* Problem details
Whenever an image turns up, omit it and return the remaining data exactly.

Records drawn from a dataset

===============

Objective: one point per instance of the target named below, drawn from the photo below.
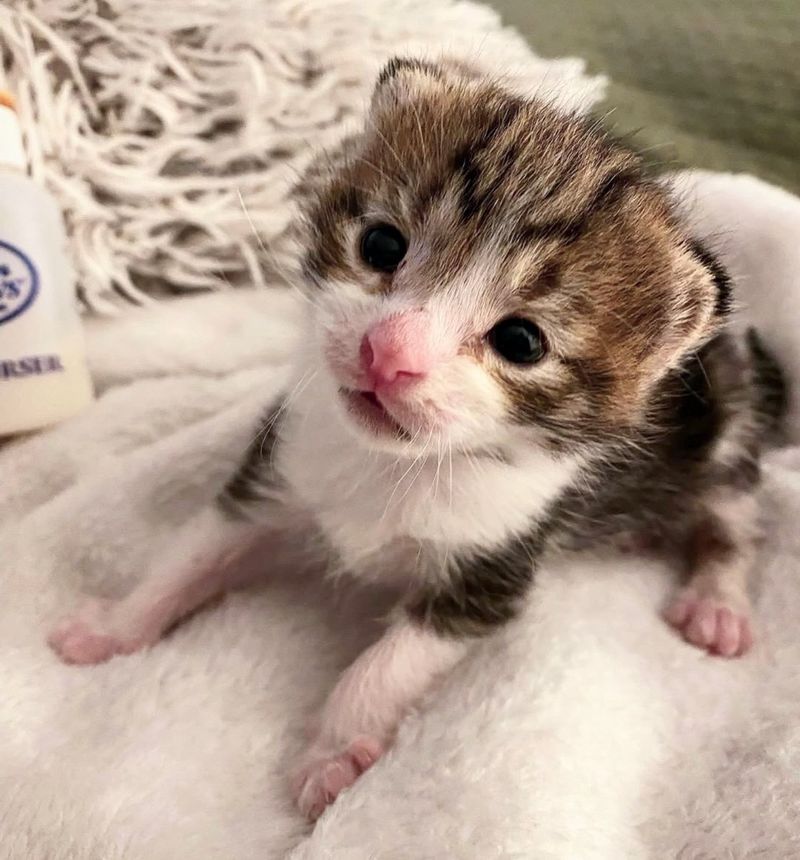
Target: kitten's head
(485, 270)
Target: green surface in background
(711, 83)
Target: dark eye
(383, 247)
(517, 340)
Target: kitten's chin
(374, 424)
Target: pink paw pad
(711, 622)
(317, 784)
(85, 638)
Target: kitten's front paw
(712, 620)
(88, 637)
(322, 776)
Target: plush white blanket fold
(585, 730)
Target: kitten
(512, 346)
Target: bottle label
(19, 282)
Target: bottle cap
(12, 150)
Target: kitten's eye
(518, 341)
(383, 247)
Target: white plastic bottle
(43, 373)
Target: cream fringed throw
(586, 731)
(164, 126)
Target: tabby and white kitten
(505, 308)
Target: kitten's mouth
(368, 411)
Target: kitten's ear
(404, 79)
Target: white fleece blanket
(585, 730)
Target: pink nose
(397, 349)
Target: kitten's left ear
(404, 79)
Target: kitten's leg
(713, 610)
(361, 715)
(203, 560)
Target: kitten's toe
(87, 636)
(320, 780)
(714, 622)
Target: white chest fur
(365, 500)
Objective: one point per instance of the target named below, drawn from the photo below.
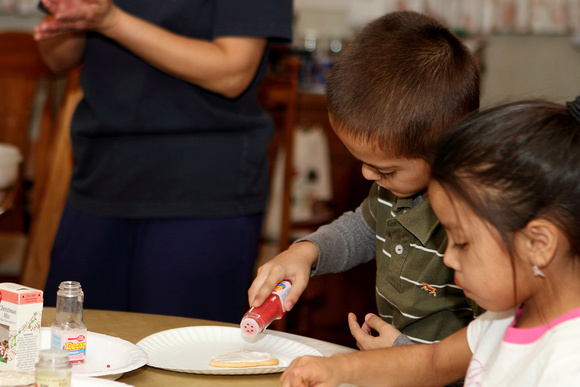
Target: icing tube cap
(250, 327)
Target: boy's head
(400, 84)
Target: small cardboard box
(20, 315)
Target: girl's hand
(76, 15)
(387, 334)
(313, 371)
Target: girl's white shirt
(504, 355)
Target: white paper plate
(107, 356)
(85, 381)
(190, 349)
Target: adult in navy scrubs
(169, 187)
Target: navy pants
(198, 268)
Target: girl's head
(508, 173)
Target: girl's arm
(225, 65)
(415, 365)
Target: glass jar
(69, 331)
(53, 369)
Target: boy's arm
(343, 244)
(415, 365)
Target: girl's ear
(540, 241)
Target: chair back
(22, 75)
(278, 94)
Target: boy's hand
(313, 371)
(293, 265)
(363, 334)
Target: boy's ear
(540, 241)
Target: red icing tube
(258, 318)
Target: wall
(516, 66)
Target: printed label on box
(20, 318)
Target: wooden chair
(59, 169)
(278, 93)
(22, 71)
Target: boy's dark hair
(401, 83)
(515, 163)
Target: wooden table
(135, 326)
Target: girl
(505, 186)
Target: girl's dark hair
(403, 81)
(514, 163)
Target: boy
(402, 83)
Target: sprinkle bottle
(69, 332)
(258, 318)
(53, 369)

===============

* Task result
Objective: one point per instance of the target named below, drawn from the photo below.
Target: kitten's head
(485, 270)
Target: green surface in background
(711, 83)
Target: dark eye
(383, 247)
(517, 340)
Target: kitten's chin
(374, 424)
Target: pink paw pad
(711, 622)
(317, 784)
(85, 638)
Target: kitten's front paw
(712, 620)
(88, 637)
(322, 776)
Target: plush white blanket fold
(585, 730)
Target: kitten
(512, 346)
Target: bottle label
(19, 282)
Target: bottle cap
(12, 150)
Target: kitten's eye
(518, 341)
(383, 247)
Target: white plastic bottle
(43, 373)
Target: cream fringed throw
(586, 731)
(164, 126)
Target: tabby and white kitten
(505, 308)
Target: kitten's mouth
(368, 411)
Target: kitten's ear
(404, 79)
Target: white fleece blanket
(585, 730)
Target: pink nose
(397, 349)
Target: kitten's left ear
(404, 79)
Target: kitten's leg
(713, 610)
(361, 715)
(203, 560)
Target: kitten's toe
(87, 636)
(320, 780)
(714, 622)
Target: white chest fur
(365, 500)
Objective: one point per instance of the target named below, drawn from the photo below.
Target: icing tube cap
(250, 327)
Target: boy's head
(400, 84)
Target: small cardboard box
(20, 315)
Target: girl's hand
(76, 15)
(387, 334)
(313, 371)
Target: girl's white shirt
(504, 355)
Target: white paper plate
(107, 356)
(85, 381)
(190, 349)
Target: adult in navy scrubs
(169, 187)
Target: navy pants
(198, 268)
Target: girl's head
(508, 173)
Target: girl's arm
(225, 65)
(415, 365)
Target: glass jar
(69, 331)
(53, 369)
Target: boy's arm
(343, 244)
(415, 365)
Target: girl's ear
(540, 241)
Target: chair back
(22, 75)
(278, 94)
Target: boy's hand
(313, 371)
(293, 265)
(363, 334)
Target: boy's ear
(540, 241)
Target: red icing tube
(258, 318)
Target: wall
(516, 66)
Target: printed label on box
(20, 318)
Target: wooden chair
(59, 169)
(278, 93)
(22, 71)
Target: boy's dark hair
(401, 83)
(515, 163)
Target: wooden table
(135, 326)
Target: girl
(505, 186)
Target: girl's dark hair
(403, 81)
(514, 163)
Target: boy
(402, 83)
Target: sprinkle bottle
(69, 332)
(258, 318)
(53, 369)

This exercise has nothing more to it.